**Exercise instructions**
Every line below is to be quoted exactly, with nothing added or dropped.

Items from a data source
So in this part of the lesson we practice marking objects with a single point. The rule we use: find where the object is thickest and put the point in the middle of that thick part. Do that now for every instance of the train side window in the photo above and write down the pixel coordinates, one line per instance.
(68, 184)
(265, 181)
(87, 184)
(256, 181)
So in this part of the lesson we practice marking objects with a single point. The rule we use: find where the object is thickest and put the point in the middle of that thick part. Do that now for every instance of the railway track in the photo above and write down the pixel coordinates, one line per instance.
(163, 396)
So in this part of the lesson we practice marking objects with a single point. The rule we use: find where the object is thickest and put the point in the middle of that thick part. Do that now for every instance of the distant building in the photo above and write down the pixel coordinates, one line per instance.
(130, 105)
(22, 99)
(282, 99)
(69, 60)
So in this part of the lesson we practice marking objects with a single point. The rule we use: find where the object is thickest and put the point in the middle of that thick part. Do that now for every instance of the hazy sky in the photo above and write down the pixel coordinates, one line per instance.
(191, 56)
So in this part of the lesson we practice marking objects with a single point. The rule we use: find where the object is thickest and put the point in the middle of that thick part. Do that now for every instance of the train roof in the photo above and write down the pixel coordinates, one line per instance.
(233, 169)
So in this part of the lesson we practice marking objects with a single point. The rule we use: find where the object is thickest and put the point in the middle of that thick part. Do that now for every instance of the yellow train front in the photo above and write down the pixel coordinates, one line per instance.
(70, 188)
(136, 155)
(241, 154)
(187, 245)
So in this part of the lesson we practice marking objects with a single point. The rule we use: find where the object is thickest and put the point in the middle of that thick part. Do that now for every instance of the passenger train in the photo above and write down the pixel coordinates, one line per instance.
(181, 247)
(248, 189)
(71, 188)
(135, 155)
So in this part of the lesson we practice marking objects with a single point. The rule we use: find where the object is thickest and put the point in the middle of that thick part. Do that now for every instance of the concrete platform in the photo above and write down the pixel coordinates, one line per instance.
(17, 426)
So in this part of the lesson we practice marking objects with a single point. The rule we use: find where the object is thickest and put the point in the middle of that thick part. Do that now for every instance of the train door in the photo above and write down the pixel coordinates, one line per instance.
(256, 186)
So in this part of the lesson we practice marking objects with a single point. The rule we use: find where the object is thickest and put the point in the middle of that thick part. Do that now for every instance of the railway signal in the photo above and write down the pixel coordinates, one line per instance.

**Answer for this exercise**
So in this part of the lesson we practice marking objects with a single point. The rule we use: find where the object is thickest and put the point in the middle of that thick part. Do that now for every instance of the train side window in the photo above and write down the pixel coordinates, one line per instance.
(68, 184)
(265, 181)
(87, 184)
(256, 181)
So in this part of the lesson we practice marking objects with a single point. The rule we use: find where the object is thickest and put the point in the middle of that thick part. Do that now for every instance of the railway track in the photo above and write down the pixel coordinates, one line per instance.
(163, 396)
So in this part of the lesson we practice marking objects with a single point. The rule we use: find where the object is thickest and put the point in the middle of that thick part. Do that now for every instance of the distant building in the photo above and write down the pixel coordinates, one line per instance.
(130, 105)
(22, 99)
(282, 99)
(69, 60)
So in this part of the lesson we practice marking objects with a single point. The rule we use: find where the object is thickest and put the point in the middle of that thick part. Do that now for every instance of the hazy sky in the photo above and write down the pixel coordinates, one line per instance.
(191, 56)
So in this part of the lesson we practice marking objects with a single point. The rule we use: find where the object is thickest and put the point in the middle of that thick part. Do that now for every instance of the train roof in the photo above and write down the pixel coordinates, one line per instance.
(233, 169)
So in this part of the lesson we practice marking objects with a single point. The rule we use: find where the object is thickest and put the point in the middle of that thick part. Do that now for every instance of the yellow train front in the photo above and write down the pixel coordinates, one line per instance.
(70, 188)
(136, 155)
(241, 154)
(187, 245)
So in this part of the lesson we practice marking objects with a single point. The rule we use: find where the object is thickest and put the point in the middle of that thick part. Do that now for every instance of the passenger train in the photo above and write down the pixel coordinates, one line per instance.
(181, 247)
(248, 189)
(71, 188)
(135, 155)
So in this part of the lesson we practice marking objects with a single point. The rule we use: find where the object is thickest and put the point in the middle of that thick part. Do that now for every instance of the concrete platform in the photo above and write down the pixel coordinates, one line per instance.
(17, 426)
So in this part of the lesson we practice marking objects with a single point. The rule we use: find where the object is thickest and put the point in the middle of that thick part. Do that now for every instance of the train door in the photo above and write down the pixel coordinates, one line per instance.
(256, 186)
So in this part of the lesson we practice marking objects with a single point. The rule we use: find where the object is thickest and put the point in the middle of that thick part. Do that now for every instance of the railway signal in the photo above and write down the pixel coordinates, one line per instance.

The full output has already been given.